## DATA UNDER STUDY
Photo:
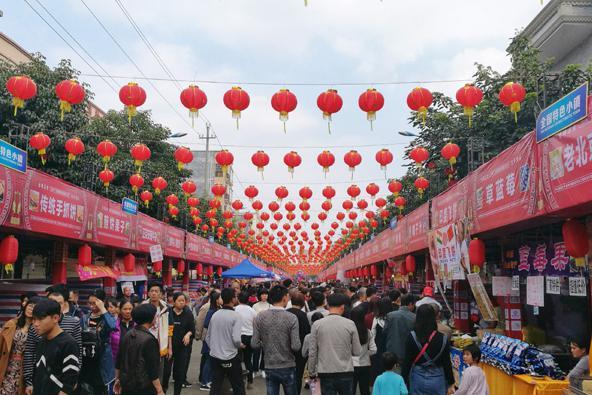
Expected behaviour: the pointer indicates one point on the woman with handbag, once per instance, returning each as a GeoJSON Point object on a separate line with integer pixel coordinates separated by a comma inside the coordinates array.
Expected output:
{"type": "Point", "coordinates": [427, 369]}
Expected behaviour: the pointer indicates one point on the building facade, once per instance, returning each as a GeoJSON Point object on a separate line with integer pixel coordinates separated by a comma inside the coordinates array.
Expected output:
{"type": "Point", "coordinates": [214, 175]}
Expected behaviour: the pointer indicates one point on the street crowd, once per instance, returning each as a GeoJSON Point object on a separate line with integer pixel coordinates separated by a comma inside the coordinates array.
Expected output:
{"type": "Point", "coordinates": [317, 339]}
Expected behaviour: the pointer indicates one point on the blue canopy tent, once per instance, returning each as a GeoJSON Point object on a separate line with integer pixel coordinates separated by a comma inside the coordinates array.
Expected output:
{"type": "Point", "coordinates": [246, 269]}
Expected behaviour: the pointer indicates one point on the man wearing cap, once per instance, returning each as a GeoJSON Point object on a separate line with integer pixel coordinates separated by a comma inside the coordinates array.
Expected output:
{"type": "Point", "coordinates": [428, 298]}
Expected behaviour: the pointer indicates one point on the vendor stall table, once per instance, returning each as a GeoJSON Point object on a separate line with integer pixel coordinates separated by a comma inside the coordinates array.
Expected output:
{"type": "Point", "coordinates": [501, 383]}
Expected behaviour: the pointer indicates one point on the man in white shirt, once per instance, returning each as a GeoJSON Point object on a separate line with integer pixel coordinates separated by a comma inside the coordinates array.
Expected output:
{"type": "Point", "coordinates": [247, 314]}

## EXERCISE PROMPT
Go through the lines above and write each one out verbatim, skipping the pictures.

## RESULT FOR THIS TASK
Photo:
Expected behaviour: the pointer indicates one point on the woman with handbag, once per instance, returning each as a GeoJSON Point object on a separate line with integer pixel coordinates separated by a comma inside the coordinates array.
Expected output:
{"type": "Point", "coordinates": [427, 369]}
Expected behaviour: the pointer indicates one point on the building facade, once per instance, returning each as a GeoJSON Point object on a separate line with integer pixel coordinates separated by a comma inside the coordinates array.
Expected output:
{"type": "Point", "coordinates": [214, 175]}
Expected behaviour: the pointer indicates one point on the street crowd, once per instance, returning each as a GeoJSON Point object on a separate line with integer pixel coordinates separated by a comma inside the coordinates array.
Expected output:
{"type": "Point", "coordinates": [317, 339]}
Expected behaviour: the pointer indicates one point on the blue canopy tent, once per instance, returning each as a GeoJSON Point object on a separate line with integer pixel coordinates separated by a comma inside the coordinates array.
Expected output:
{"type": "Point", "coordinates": [246, 269]}
Expected behaviour: the pointer indicates one point on the man wearing cap, once per instance, returning each as a GeoJSON Point object on a separate line with integer pixel coordinates separated by a comma inside the coordinates array.
Expected output:
{"type": "Point", "coordinates": [428, 298]}
Expected behaviour: the pointer indicates one point on the vendor stall table, once per instance, returning each as a GeoJSON Point object on a separate line with integer pixel coordinates separated by a comma inside the coordinates array.
Expected output:
{"type": "Point", "coordinates": [501, 383]}
Expected behaviour: the pointer indicates one point on the man in white shirt, once per instance, returning each as a GeoJSON Point object on a separate line with integer pixel coordinates separated by a comma inside the coordinates array.
Expected output:
{"type": "Point", "coordinates": [247, 314]}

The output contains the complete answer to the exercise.